- [Record list]:

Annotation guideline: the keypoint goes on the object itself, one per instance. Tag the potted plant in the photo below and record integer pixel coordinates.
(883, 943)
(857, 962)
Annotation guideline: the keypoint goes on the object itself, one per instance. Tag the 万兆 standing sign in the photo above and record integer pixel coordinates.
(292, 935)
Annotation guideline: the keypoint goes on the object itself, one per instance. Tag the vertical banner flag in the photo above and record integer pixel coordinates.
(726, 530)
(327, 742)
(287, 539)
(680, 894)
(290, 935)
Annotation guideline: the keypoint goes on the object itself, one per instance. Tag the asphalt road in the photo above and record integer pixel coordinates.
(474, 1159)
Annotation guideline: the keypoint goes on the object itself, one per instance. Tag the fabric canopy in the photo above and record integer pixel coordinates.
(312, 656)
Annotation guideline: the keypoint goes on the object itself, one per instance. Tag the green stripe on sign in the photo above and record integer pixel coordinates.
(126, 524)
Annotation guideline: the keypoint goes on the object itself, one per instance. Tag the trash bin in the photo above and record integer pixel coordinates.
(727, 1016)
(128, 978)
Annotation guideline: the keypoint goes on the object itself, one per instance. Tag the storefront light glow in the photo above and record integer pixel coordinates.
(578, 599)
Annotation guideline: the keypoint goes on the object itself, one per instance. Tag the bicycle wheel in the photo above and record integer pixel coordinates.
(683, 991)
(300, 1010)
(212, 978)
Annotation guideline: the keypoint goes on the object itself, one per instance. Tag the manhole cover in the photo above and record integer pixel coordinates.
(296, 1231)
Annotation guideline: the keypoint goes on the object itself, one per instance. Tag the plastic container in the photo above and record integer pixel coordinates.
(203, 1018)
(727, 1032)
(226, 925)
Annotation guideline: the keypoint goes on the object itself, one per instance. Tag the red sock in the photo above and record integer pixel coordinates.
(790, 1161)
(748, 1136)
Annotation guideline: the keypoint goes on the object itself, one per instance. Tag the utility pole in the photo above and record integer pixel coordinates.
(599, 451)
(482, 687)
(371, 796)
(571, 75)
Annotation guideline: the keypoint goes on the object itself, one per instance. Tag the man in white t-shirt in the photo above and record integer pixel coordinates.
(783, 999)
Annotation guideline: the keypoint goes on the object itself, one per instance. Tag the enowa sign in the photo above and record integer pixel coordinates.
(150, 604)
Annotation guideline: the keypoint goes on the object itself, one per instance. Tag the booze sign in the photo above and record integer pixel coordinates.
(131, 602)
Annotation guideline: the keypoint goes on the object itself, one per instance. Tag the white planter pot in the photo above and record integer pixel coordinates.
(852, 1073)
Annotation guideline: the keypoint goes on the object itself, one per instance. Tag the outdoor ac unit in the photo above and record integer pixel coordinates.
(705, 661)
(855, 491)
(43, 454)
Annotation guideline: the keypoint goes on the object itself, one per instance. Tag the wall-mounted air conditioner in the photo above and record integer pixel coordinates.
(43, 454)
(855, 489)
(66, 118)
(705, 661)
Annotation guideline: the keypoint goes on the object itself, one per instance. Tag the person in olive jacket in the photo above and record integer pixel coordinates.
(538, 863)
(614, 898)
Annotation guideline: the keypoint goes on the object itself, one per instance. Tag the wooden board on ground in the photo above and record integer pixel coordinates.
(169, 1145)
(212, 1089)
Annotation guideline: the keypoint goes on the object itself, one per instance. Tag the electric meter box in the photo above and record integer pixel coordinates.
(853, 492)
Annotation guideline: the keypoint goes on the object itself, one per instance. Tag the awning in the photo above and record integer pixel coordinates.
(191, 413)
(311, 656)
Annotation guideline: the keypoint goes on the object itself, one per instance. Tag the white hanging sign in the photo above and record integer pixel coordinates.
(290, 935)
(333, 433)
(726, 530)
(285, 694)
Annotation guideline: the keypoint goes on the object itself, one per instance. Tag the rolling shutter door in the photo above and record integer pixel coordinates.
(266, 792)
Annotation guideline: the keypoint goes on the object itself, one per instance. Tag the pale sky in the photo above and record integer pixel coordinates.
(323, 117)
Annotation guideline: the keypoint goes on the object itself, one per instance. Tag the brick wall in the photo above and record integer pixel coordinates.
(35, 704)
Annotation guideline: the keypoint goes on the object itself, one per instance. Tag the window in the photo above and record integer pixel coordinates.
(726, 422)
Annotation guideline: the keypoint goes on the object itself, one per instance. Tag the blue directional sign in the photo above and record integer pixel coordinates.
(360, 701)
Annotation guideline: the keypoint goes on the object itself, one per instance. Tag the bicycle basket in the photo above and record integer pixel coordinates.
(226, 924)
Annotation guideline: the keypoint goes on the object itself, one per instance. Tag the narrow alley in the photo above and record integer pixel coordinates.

- [Exercise task]: Could you write out all of the lines above again, swapping every "integer pixel coordinates" for "whole-number pixel coordinates" and leaving everything else as it is?

- [Full answer]:
Annotation guideline: the keypoint goes on the object itself, one per instance. Tag the potted plant in the photo below and record whole-number pixel coordinates.
(883, 943)
(857, 962)
Annotation guideline: the keypoint goes on the object itself, one per instance. Tag the 万兆 standing sign in the photo above and record whole-number pixel coordinates.
(292, 935)
Annotation guideline: the keypoint goes on the object itself, one per instance. Tag the vertical banner flag in the photo above and record whole-number pixel coordinates.
(726, 530)
(327, 742)
(287, 539)
(680, 894)
(290, 935)
Annotation guideline: the keypoint goes on the object itself, one per instance. Tag the asphalt road in the photo above and record whole-number pixel coordinates.
(474, 1159)
Annotation guideline: the keypoint goes on the object itself, one per instance. Tag the fabric canopy in the photo above and record whole-number pixel coordinates.
(312, 656)
Annotation guideline: the keypoint goes on the object itself, one per instance. Tag the green stripe on sign in the photo above and record whole-number pixel coordinates.
(126, 524)
Annotation guideline: the keypoint goes on the object itself, one per instance. Tag the trash bin in the photo above and record whole-number pixel coordinates.
(727, 1016)
(128, 978)
Annotation guideline: the keypoint goes on the object itself, one per instance. Tag the storefront light glow in the photo above and record whole-number pixel coordinates.
(578, 599)
Annotation guideline: the keypoint goes on the object itself, one per instance. Tag the bicycle wheel in the photo above and record whole-number pixel coordinates.
(683, 991)
(300, 1010)
(212, 978)
Annotation guideline: the keypoint goes on the object itself, one per instance. Tag the manhole cover in the photo above and record whole-number pixel coordinates.
(296, 1231)
Annotation guideline: the keypoint goes on the object itself, one per instance. Tag the plastic container in the photo above and record whole-number pixel coordinates.
(203, 1018)
(727, 1032)
(226, 925)
Annotation guideline: the keypoint goes on the object itself, one per instance. Tag the red sock in the photo above and record whole-number pixel coordinates.
(790, 1161)
(748, 1136)
Annotation guideline: the keypoint goes on the object itself, one per instance. Tag the utility pole in the photo above and record whole-number pixel coordinates.
(599, 451)
(482, 687)
(371, 796)
(571, 75)
Annotation guideline: the keypoint goes on the object itself, one per instance. Tag the man in white t-shirt in the photo above and record whole-number pixel coordinates.
(783, 999)
Annotation guideline: the keypoint goes on the object itself, one per instance. Tag the enowa sign in the photo above and record whole-number pixel coordinates.
(150, 604)
Annotation guideline: the keypoint goes on the object itself, one per instance. Tag the booze sign in the photo above and record whole-number pixel coordinates.
(131, 602)
Annotation guideline: the keypoint goes on the object itself, one per instance. Tag the white planter pot in the photo above and record whole-number pixel coordinates.
(852, 1073)
Annotation guideline: the keypoint goes on the object itself, one per instance. Tag the outdoor ac unit in the photo above and record whole-number pixel coordinates.
(705, 661)
(855, 491)
(43, 454)
Annotation guideline: the keypoint goes on the object itself, one per instance. Tag the wall-mounted air conditioner in the photo above and record whole-number pixel coordinates.
(43, 454)
(855, 489)
(66, 118)
(705, 661)
Annotation guideline: the keypoint goes on the object itself, one per instance. Tag the person in olive jacket in the photo above and record whole-number pixel coordinates.
(538, 863)
(614, 898)
Annotation guideline: the keypoint goes on the object itself, one per instance. Tag the wooden board on ground in the photo above and record whole-number pixel coordinates.
(169, 1145)
(212, 1089)
Annotation guideline: the keypoint goes on the object itself, one per instance. Tag the electric meter box in the photo above and record whole-number pixel coordinates.
(853, 492)
Annotation guideline: the keypoint goes on the object itself, one per instance. Tag the awning in the photo above and record whole-number pixel coordinates.
(191, 413)
(311, 656)
Annotation guideline: the keypoint goes on the object itself, one per instance. Tag the white hanging sign in the photo above and record whole-number pixel coordinates.
(290, 935)
(333, 433)
(726, 530)
(285, 694)
Annotation guideline: the keypoint goes on the object itself, one per instance. Tag the rolling shutter door in the photo above and record whole-number pixel coordinates.
(266, 792)
Annotation guideline: the keypoint goes on the object itself, one per instance. Tag the pale sky in the photo above and record whole-number pixel coordinates.
(323, 117)
Annotation guideline: the keypoint goes on the object itself, one per instance. Tag the brick wall in the photo above and record whole-number pixel coordinates.
(35, 704)
Annotation guideline: the keypoint goes on the object itself, one per instance. Tag the window in the photo above and record whole-number pixel coordinates.
(726, 422)
Annotation guideline: the keypoint goes on the object itself, one per instance. Tag the blue directional sign in the photo above and record whole-number pixel coordinates.
(360, 701)
Annotation guideline: the keypoint goes on the object itself, one per instance. Tag the bicycle basket in the photo above and record whole-number pixel coordinates.
(226, 924)
Annotation guideline: the keypoint goes on the object itself, one per instance. Tag the narrow alley in the photo above and record whole-number pixel coordinates.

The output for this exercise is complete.